━━━━━ AVAILABLE DATA ━━━━━

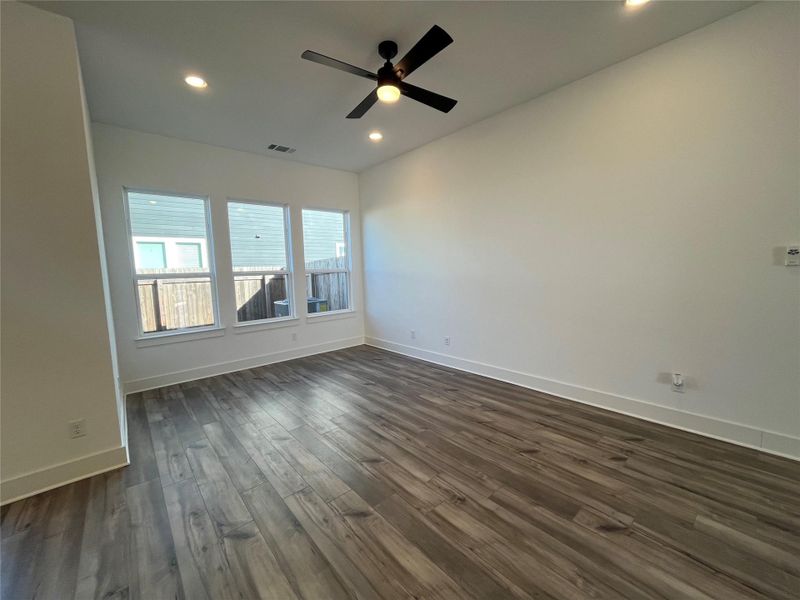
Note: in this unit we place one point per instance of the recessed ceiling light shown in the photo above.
(196, 81)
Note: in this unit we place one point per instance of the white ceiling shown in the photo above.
(134, 56)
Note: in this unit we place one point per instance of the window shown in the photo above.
(326, 244)
(262, 273)
(151, 255)
(173, 278)
(188, 254)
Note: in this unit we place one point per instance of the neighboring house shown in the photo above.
(168, 235)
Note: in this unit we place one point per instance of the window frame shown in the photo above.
(348, 269)
(288, 273)
(211, 271)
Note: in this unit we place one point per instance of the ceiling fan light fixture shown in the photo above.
(388, 93)
(196, 81)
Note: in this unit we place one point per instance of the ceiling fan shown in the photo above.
(389, 78)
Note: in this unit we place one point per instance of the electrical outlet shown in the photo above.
(77, 428)
(793, 256)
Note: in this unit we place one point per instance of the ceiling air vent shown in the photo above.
(279, 148)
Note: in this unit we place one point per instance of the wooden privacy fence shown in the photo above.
(333, 286)
(167, 304)
(256, 295)
(175, 303)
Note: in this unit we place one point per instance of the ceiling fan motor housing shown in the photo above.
(387, 49)
(387, 75)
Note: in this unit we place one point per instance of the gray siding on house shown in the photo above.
(256, 230)
(169, 217)
(321, 232)
(257, 236)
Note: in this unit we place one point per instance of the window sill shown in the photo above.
(330, 315)
(264, 324)
(178, 336)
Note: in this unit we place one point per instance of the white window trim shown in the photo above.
(183, 335)
(343, 313)
(288, 272)
(160, 336)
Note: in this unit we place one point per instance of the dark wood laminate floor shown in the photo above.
(364, 474)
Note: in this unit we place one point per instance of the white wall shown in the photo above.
(127, 158)
(620, 228)
(57, 363)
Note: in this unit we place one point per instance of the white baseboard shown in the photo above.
(157, 381)
(41, 480)
(736, 433)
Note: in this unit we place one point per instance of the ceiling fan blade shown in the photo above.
(432, 99)
(337, 64)
(431, 44)
(364, 106)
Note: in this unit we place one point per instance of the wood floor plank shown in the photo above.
(307, 571)
(254, 567)
(352, 561)
(204, 570)
(170, 455)
(143, 465)
(152, 567)
(104, 560)
(323, 481)
(224, 504)
(237, 462)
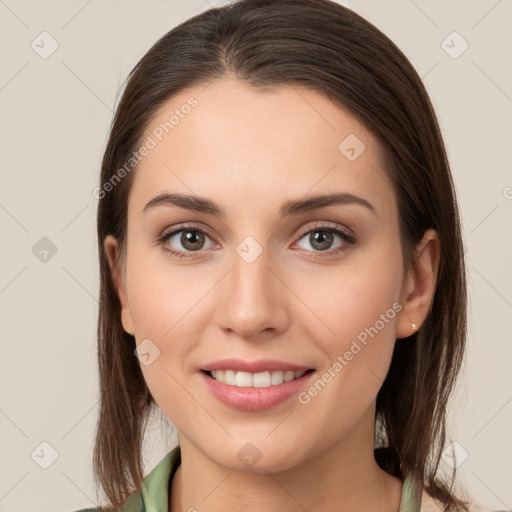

━━━━━

▸ **TASK TO CARRY OUT**
Every line above should be copied exactly; do not carry over the pictures.

▸ **SOLVED PROBLEM**
Note: in this unit we place one point per instance of the recessed ceiling light shown in the photo above.
(196, 81)
Note: in this unit we place one point per instance of the white ceiling shown in the photo above.
(134, 56)
Note: in this unit we place one point per instance of the window shown in the photo above.
(326, 244)
(262, 273)
(151, 255)
(173, 278)
(188, 254)
Note: in this unit we place one point per instance of the neighboring house shown in the photo above.
(168, 235)
Note: in this unit we place one point per instance of the window frame shown in the photo above.
(348, 269)
(288, 273)
(211, 271)
Note: in this unit we place one point per instance of the ceiling fan light fixture shown in the photo above.
(388, 93)
(196, 81)
Note: in this unit we place one point per instance of the ceiling fan shown in the photo above.
(389, 78)
Note: in this unit we place one point per instance of the electrical outlet shown in the photo above.
(77, 428)
(793, 256)
Note: in this unit we place one point per instance of the ceiling air vent shown in the photo above.
(279, 148)
Note: in this unit we place one point per instance of the wooden privacy fence shown in the photo above.
(333, 286)
(167, 304)
(256, 295)
(175, 303)
Note: in this unit we place one point per instance of the ceiling fan motor housing shown in the photo above.
(387, 49)
(387, 75)
Note: in this unit we place one point per instance of the gray siding on house shown in the photo above.
(256, 230)
(169, 217)
(321, 232)
(257, 236)
Note: in this unit we place one point per instance of the window sill shown in the photo above.
(330, 315)
(264, 324)
(178, 336)
Note: in this unit we place one point per instance of the white window trim shown in the photo above.
(183, 335)
(343, 313)
(288, 272)
(160, 336)
Note: in this unit we place one point per instance of the dark wood laminate floor shown in the photo above.
(364, 474)
Note: in this unit we place one point per instance of the white wall shown in the photo above.
(127, 158)
(620, 228)
(57, 363)
Note: in this unit we place one point per instance of the white baseboard shown in the photo above.
(157, 381)
(41, 480)
(736, 433)
Note: in this unit we place one point per instance of the ceiling fan blade shown in the photo above.
(432, 99)
(337, 64)
(431, 44)
(364, 106)
Note: in this unit we place one point per instance of the wood floor plank shown in the photo above.
(307, 571)
(254, 567)
(352, 561)
(204, 570)
(170, 455)
(143, 465)
(152, 567)
(104, 560)
(323, 481)
(224, 504)
(237, 462)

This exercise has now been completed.